What is needed: Which lines in the listing below contain the string "jersey"? Select each one and copy it out.
_ _ _ _
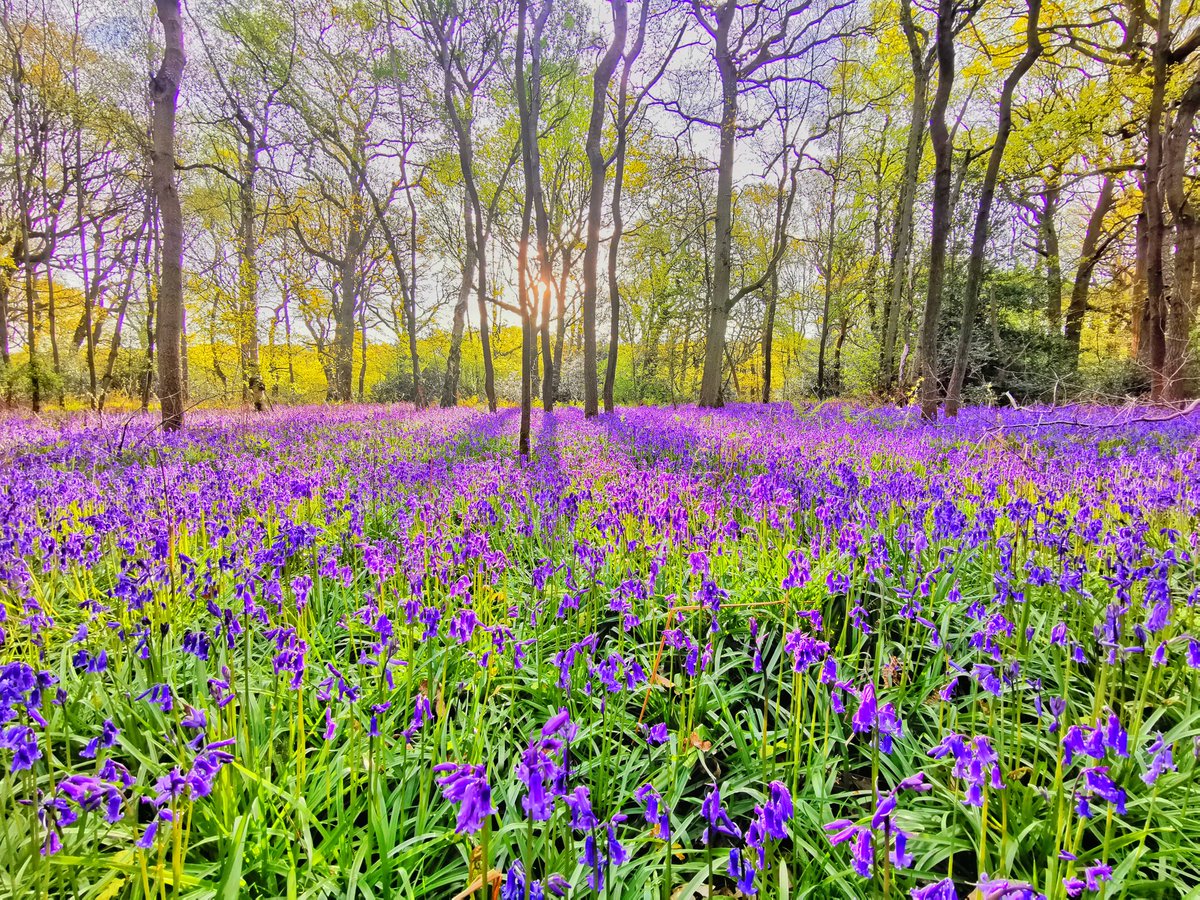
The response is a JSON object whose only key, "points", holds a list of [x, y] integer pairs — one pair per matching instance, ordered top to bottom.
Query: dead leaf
{"points": [[495, 876]]}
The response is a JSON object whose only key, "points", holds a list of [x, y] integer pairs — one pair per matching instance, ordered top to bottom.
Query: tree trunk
{"points": [[600, 81], [165, 93], [983, 214], [618, 222], [903, 227], [1049, 228], [940, 229], [1089, 256], [247, 281], [1179, 294], [719, 307], [343, 315], [1155, 322], [768, 336], [454, 355]]}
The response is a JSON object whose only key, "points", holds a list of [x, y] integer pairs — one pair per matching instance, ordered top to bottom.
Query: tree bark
{"points": [[165, 94], [597, 171], [983, 214], [1049, 228], [1089, 256], [719, 307], [454, 355]]}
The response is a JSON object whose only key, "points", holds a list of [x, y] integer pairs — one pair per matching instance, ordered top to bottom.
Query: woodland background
{"points": [[604, 202]]}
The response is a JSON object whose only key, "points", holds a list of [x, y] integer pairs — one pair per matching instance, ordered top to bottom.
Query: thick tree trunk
{"points": [[165, 93], [597, 169], [719, 307], [454, 355]]}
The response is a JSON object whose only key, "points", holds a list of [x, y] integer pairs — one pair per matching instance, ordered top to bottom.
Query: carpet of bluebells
{"points": [[371, 652]]}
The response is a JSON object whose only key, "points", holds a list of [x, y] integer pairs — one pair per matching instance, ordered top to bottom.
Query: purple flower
{"points": [[658, 735], [1161, 760], [467, 785], [579, 802], [657, 813], [718, 820], [861, 844], [743, 871]]}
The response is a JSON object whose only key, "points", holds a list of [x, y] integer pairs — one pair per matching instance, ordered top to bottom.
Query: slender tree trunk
{"points": [[600, 81], [165, 91], [527, 118], [24, 211], [983, 215], [903, 226], [1049, 228], [940, 229], [1089, 256], [153, 267], [247, 281], [1179, 295], [411, 307], [719, 307], [561, 319], [1155, 330], [768, 336], [363, 352], [454, 357], [342, 390]]}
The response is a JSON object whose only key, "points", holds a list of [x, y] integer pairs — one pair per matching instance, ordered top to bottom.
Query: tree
{"points": [[952, 16], [749, 42], [165, 93], [597, 171], [983, 214]]}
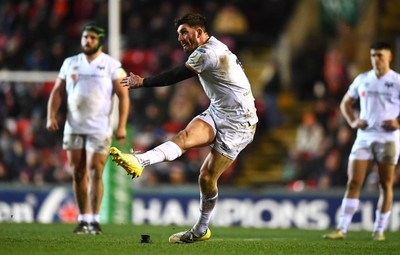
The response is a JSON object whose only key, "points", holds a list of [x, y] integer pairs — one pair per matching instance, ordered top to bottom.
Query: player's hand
{"points": [[133, 81], [359, 123], [51, 124], [390, 125]]}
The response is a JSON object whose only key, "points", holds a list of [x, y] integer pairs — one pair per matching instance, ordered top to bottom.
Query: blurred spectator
{"points": [[272, 114], [309, 137]]}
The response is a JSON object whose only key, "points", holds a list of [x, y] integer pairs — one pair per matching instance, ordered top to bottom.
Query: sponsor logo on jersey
{"points": [[389, 84]]}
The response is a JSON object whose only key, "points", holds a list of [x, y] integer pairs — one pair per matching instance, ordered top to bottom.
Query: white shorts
{"points": [[230, 137], [93, 143], [381, 151]]}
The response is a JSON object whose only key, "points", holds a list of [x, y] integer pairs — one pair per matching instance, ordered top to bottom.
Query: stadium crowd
{"points": [[40, 34]]}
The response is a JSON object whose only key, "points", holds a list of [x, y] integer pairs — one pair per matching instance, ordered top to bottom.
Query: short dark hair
{"points": [[193, 20], [380, 45]]}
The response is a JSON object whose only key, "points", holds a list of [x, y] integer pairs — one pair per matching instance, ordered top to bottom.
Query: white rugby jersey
{"points": [[224, 81], [89, 88], [379, 101]]}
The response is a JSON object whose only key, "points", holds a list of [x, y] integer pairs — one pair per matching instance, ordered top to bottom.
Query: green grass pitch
{"points": [[57, 238]]}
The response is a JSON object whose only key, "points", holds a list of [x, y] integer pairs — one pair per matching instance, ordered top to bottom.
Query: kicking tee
{"points": [[90, 89], [379, 101]]}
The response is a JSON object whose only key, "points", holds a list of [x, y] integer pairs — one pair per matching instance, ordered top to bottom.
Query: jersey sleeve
{"points": [[201, 59], [118, 73]]}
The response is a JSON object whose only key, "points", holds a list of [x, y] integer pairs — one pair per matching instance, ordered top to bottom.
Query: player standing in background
{"points": [[89, 80], [378, 91], [228, 125]]}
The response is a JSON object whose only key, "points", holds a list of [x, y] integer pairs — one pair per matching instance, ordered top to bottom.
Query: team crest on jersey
{"points": [[389, 84]]}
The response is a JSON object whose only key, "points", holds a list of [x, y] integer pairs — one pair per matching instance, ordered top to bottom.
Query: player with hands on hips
{"points": [[89, 80]]}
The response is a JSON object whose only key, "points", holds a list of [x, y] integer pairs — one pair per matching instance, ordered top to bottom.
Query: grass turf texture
{"points": [[46, 239]]}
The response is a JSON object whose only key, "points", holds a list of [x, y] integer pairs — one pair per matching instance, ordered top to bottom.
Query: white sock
{"points": [[166, 151], [206, 207], [348, 209], [381, 220]]}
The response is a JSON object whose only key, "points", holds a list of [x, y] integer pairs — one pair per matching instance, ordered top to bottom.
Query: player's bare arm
{"points": [[170, 77], [133, 81], [54, 103]]}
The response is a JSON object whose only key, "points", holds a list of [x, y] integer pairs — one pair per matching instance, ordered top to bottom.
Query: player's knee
{"points": [[204, 179], [353, 185]]}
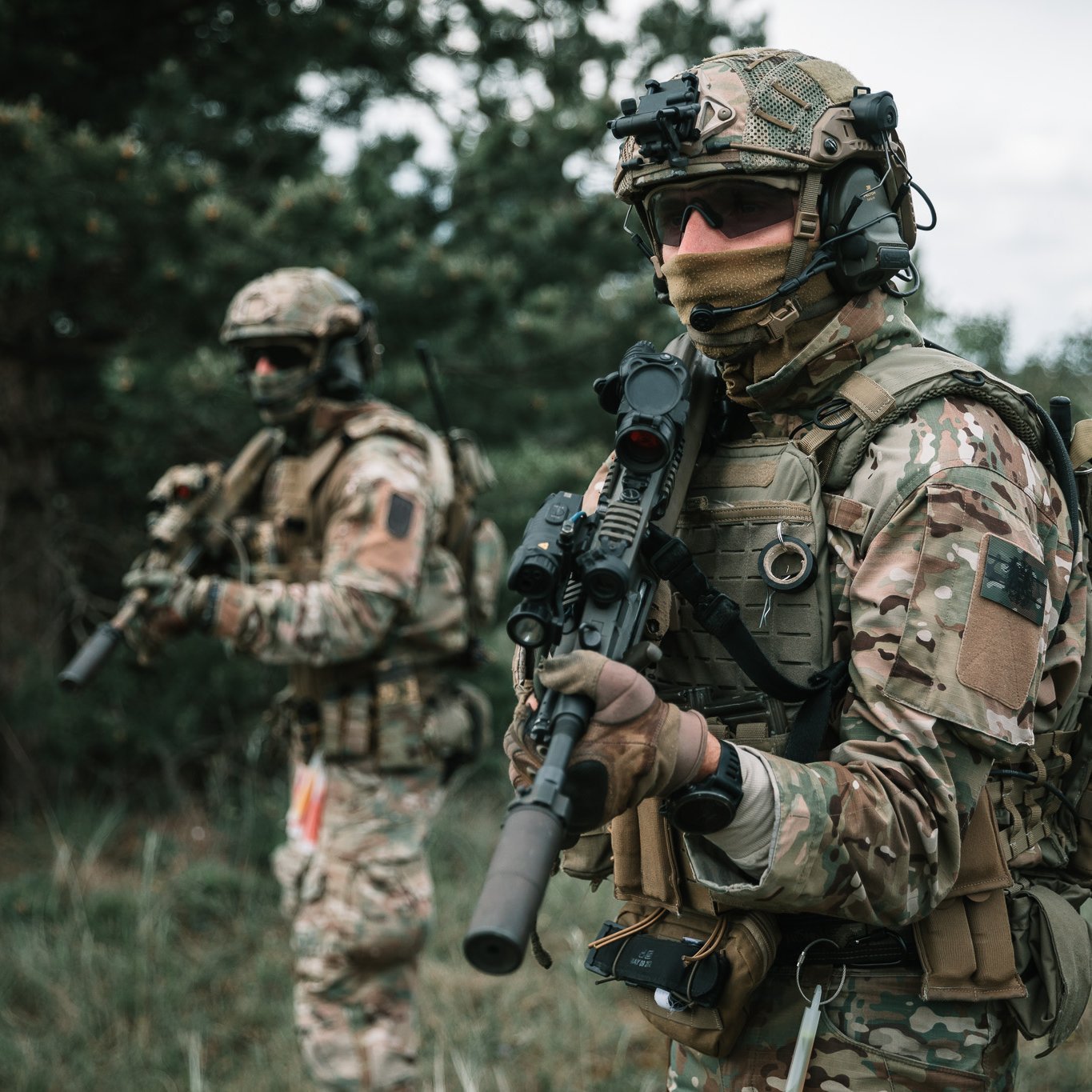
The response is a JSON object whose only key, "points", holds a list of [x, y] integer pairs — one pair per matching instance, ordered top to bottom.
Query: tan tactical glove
{"points": [[176, 603], [636, 746]]}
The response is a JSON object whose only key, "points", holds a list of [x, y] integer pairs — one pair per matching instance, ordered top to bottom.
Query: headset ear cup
{"points": [[856, 209]]}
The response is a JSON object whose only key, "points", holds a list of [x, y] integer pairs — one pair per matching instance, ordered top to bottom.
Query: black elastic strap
{"points": [[1062, 466], [672, 560]]}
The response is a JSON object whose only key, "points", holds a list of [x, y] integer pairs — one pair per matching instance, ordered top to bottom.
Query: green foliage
{"points": [[159, 158], [140, 957]]}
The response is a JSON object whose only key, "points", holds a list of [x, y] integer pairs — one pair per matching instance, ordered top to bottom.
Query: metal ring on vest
{"points": [[787, 565]]}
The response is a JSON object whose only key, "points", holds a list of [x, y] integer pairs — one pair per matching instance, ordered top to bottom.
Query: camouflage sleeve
{"points": [[382, 514], [948, 622]]}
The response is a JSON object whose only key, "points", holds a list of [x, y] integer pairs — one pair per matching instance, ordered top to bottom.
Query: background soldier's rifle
{"points": [[190, 519], [586, 586]]}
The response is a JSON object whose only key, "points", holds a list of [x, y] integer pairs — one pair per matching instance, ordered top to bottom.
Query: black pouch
{"points": [[661, 963]]}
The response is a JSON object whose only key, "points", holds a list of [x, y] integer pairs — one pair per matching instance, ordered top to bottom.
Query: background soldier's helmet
{"points": [[778, 113], [317, 308]]}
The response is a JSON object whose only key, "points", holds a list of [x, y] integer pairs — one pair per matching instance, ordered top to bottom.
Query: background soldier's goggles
{"points": [[734, 208], [280, 355]]}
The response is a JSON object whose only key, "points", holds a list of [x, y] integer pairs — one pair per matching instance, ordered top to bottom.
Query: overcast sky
{"points": [[995, 110], [996, 115]]}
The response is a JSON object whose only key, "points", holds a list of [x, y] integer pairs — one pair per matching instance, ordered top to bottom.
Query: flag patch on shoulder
{"points": [[1014, 579]]}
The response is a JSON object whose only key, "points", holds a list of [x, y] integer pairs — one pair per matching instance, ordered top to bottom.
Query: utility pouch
{"points": [[346, 720], [458, 722], [591, 858], [964, 944], [1053, 948], [739, 950], [673, 969]]}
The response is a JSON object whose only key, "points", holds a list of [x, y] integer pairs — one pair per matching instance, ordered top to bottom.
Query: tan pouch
{"points": [[400, 720], [458, 723], [591, 858], [750, 942], [964, 944], [1053, 946]]}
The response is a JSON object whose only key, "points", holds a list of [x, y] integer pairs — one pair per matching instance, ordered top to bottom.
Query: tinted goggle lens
{"points": [[734, 209], [278, 356]]}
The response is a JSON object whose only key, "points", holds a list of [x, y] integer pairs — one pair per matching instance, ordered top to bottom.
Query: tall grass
{"points": [[149, 954]]}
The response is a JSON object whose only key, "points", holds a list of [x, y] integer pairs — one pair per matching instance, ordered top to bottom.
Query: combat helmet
{"points": [[789, 119], [320, 316]]}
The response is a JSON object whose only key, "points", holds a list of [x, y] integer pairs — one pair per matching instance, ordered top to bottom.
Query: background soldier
{"points": [[870, 502], [352, 586]]}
_ _ _ _
Reply to the task:
Query: sponsor logo on jersey
Query: white rugby jersey
Query: jersey sleeve
Query: team crest on jersey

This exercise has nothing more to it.